Exercise details — Copy every line in the records below that contains the word "short".

(Referring expression pointing data)
----

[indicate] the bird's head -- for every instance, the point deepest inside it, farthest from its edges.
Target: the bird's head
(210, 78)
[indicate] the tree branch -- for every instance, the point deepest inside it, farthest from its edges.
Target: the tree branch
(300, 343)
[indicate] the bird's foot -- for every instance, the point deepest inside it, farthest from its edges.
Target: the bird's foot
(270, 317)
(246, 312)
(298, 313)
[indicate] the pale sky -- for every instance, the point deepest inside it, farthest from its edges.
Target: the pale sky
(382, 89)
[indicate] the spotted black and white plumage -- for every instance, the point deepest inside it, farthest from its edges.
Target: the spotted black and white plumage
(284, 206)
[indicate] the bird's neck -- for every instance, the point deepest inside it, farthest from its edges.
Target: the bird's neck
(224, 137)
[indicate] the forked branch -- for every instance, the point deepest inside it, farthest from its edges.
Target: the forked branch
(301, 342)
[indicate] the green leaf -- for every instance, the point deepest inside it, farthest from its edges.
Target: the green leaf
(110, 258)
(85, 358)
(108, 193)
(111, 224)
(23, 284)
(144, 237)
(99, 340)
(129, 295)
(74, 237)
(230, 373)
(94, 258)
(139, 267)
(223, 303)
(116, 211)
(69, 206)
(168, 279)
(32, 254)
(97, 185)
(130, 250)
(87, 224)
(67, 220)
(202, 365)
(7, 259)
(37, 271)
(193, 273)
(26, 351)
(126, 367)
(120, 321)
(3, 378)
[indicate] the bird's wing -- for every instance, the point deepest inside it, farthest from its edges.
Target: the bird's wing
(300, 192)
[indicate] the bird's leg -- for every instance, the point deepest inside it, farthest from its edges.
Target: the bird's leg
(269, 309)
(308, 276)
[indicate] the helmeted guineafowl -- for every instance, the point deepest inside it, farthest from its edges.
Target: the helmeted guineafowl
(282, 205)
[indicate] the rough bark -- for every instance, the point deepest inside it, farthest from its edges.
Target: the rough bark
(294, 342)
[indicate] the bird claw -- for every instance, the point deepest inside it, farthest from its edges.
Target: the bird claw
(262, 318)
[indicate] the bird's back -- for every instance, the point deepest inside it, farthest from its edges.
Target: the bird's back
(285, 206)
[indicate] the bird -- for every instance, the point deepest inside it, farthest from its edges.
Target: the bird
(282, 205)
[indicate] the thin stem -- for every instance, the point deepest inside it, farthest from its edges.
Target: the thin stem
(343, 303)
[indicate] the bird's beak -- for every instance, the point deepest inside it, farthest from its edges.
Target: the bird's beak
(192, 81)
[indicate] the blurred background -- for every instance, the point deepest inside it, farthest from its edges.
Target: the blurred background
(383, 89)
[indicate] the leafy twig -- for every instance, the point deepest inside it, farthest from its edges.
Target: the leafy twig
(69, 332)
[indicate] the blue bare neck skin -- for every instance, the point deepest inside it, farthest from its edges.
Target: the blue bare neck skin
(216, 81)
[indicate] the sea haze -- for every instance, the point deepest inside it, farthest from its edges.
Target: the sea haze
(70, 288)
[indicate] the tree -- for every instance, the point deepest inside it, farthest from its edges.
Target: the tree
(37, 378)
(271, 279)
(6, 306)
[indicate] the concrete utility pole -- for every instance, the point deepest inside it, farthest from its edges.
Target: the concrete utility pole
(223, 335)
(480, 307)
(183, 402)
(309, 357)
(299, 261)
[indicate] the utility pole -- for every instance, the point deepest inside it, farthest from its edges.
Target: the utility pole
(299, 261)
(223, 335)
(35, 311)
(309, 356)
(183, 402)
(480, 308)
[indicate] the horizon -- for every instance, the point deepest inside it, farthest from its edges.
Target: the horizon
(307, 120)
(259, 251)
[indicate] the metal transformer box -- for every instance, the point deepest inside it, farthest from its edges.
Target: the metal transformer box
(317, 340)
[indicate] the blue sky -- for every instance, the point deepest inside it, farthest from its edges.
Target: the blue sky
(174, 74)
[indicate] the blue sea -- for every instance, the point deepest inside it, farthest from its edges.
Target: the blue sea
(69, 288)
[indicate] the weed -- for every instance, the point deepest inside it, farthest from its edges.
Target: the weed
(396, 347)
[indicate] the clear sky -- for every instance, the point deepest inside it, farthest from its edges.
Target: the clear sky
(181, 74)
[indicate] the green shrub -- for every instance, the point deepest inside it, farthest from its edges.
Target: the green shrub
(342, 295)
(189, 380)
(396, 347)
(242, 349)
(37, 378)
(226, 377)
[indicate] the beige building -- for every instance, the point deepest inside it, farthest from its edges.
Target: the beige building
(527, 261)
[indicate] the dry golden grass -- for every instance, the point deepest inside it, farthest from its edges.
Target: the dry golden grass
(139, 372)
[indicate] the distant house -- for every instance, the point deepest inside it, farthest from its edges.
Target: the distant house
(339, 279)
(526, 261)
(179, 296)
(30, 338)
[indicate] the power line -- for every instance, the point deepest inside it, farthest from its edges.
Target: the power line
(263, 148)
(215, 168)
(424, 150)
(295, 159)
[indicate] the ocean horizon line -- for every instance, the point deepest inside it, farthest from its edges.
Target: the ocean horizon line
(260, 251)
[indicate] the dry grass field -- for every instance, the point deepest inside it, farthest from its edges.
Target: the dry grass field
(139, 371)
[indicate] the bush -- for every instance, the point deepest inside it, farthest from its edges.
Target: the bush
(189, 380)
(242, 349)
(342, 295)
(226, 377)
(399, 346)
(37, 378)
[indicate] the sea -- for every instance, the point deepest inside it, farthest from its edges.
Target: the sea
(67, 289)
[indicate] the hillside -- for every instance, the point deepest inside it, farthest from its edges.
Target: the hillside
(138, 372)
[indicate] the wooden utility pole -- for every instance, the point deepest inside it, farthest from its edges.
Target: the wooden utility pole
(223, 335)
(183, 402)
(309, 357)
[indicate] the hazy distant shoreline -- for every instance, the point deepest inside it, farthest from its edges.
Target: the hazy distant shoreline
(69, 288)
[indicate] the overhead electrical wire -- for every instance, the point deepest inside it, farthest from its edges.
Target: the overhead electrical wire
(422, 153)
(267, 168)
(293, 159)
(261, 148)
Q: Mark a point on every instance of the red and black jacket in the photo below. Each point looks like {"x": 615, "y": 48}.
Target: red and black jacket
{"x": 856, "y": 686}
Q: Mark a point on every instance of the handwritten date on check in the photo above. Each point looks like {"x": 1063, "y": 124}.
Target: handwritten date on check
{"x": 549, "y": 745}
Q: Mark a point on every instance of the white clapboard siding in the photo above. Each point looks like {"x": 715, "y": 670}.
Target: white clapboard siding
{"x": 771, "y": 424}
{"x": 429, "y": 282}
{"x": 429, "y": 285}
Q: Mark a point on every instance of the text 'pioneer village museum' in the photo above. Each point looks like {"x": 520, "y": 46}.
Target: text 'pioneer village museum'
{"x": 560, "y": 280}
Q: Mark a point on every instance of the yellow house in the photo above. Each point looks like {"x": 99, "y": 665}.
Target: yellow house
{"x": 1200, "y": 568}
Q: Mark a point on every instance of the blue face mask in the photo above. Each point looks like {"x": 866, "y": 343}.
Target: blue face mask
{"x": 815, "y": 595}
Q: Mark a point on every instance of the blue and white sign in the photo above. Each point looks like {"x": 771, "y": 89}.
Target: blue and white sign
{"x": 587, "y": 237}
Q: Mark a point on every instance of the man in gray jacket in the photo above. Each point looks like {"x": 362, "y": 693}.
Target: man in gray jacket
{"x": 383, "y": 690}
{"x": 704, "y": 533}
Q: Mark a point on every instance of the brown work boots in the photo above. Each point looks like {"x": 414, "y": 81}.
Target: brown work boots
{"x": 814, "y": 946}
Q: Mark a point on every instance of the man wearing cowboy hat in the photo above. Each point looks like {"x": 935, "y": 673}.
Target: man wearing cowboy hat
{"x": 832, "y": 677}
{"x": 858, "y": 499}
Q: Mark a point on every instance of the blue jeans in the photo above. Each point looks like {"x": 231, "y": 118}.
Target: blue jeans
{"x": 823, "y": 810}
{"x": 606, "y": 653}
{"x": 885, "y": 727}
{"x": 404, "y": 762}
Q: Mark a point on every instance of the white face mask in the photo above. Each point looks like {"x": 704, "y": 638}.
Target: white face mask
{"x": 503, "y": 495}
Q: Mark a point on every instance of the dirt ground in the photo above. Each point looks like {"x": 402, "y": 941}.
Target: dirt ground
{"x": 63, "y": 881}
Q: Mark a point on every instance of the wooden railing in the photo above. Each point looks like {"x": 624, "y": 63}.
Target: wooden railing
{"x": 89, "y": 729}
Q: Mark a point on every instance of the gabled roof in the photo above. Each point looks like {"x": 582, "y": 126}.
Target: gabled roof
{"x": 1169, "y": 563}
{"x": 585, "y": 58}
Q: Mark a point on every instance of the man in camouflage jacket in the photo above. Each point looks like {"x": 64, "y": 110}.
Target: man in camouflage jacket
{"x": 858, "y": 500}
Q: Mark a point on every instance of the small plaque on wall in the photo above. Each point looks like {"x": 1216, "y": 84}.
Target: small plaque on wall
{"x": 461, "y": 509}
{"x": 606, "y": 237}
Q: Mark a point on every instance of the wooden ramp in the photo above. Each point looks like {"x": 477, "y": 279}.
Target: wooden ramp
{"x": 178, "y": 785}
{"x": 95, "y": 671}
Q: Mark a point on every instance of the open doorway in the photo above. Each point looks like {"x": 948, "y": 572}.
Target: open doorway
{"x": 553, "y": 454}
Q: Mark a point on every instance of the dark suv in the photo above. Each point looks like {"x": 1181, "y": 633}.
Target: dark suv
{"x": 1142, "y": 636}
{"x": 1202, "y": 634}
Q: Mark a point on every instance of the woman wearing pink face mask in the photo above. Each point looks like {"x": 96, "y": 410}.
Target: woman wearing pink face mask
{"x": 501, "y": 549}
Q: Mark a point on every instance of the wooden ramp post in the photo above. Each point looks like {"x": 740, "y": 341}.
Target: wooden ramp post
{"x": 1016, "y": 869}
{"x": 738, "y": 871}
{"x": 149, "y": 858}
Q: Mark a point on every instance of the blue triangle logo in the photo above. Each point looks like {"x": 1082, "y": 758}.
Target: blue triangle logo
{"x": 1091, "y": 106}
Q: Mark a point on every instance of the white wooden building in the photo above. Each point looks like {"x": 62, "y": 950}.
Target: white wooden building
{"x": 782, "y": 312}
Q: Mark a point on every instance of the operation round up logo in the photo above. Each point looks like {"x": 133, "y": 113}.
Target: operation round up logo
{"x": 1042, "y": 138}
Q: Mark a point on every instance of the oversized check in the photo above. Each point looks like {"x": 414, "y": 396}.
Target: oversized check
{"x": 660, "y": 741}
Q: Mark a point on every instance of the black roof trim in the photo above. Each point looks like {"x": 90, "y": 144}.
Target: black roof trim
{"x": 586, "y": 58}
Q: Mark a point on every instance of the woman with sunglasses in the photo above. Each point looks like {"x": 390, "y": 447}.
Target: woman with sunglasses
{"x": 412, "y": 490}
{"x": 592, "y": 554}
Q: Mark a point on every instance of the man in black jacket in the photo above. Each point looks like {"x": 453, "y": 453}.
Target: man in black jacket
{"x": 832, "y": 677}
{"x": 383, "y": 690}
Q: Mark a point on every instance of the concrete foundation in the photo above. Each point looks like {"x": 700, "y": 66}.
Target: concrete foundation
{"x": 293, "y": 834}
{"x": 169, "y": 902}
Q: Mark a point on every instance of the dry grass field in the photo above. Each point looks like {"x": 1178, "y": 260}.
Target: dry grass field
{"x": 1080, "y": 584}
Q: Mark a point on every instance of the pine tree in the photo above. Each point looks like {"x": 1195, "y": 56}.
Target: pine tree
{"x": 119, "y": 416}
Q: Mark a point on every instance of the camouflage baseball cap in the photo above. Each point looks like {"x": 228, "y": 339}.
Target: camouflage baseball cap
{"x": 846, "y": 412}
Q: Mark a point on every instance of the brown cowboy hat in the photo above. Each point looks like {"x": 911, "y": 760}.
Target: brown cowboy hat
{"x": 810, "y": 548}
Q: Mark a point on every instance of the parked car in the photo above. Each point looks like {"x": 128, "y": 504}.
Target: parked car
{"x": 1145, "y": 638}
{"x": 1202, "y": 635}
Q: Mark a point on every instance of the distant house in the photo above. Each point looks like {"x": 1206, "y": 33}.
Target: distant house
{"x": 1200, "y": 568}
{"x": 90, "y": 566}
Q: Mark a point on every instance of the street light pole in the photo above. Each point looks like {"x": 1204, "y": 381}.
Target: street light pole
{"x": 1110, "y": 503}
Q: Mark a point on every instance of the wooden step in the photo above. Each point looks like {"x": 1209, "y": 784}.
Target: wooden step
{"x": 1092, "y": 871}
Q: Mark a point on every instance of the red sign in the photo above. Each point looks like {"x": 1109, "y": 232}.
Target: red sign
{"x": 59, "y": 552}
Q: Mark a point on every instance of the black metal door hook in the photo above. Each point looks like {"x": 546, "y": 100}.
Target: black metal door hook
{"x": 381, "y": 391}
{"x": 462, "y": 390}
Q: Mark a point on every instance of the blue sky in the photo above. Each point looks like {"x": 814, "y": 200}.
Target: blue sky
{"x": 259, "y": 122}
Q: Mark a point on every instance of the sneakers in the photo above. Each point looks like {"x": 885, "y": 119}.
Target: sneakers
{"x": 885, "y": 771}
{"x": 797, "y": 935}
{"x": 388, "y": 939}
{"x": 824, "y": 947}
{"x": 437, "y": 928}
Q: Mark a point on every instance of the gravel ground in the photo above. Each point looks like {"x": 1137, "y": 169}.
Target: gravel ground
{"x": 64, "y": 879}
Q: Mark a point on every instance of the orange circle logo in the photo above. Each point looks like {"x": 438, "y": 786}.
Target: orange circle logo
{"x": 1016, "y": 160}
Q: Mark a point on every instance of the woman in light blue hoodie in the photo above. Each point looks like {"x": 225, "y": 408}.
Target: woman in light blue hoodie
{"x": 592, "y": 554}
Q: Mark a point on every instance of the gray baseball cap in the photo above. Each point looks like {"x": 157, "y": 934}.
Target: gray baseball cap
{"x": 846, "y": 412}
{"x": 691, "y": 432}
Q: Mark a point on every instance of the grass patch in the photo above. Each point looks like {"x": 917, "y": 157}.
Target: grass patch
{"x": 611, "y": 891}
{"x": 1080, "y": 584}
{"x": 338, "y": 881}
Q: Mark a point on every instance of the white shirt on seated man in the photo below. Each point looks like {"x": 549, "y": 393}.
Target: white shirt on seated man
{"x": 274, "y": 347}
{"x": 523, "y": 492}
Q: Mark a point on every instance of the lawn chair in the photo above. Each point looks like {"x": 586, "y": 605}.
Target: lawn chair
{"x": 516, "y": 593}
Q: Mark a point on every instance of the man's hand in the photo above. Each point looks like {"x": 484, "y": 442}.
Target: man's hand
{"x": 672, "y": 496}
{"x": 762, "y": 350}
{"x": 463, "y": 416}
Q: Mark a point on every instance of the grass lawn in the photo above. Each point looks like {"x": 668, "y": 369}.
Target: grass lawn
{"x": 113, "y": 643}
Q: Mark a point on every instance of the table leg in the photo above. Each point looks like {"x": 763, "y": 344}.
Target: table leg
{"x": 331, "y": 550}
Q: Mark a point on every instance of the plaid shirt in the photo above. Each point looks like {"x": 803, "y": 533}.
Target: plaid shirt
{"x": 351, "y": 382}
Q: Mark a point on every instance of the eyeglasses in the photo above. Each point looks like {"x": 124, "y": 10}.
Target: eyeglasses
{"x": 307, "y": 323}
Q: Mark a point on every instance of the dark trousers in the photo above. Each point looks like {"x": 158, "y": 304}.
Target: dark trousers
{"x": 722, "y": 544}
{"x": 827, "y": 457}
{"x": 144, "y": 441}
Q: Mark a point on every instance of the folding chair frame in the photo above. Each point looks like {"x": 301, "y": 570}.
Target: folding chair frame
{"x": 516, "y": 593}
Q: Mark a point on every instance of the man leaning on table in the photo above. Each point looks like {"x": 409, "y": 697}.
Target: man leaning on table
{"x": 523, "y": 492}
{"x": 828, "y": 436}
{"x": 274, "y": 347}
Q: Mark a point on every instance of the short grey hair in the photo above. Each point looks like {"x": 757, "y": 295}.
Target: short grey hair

----

Response to the exercise —
Q: Mark a point on every instance of the short grey hair in the photo above. Each point looks like {"x": 757, "y": 295}.
Target: short grey hair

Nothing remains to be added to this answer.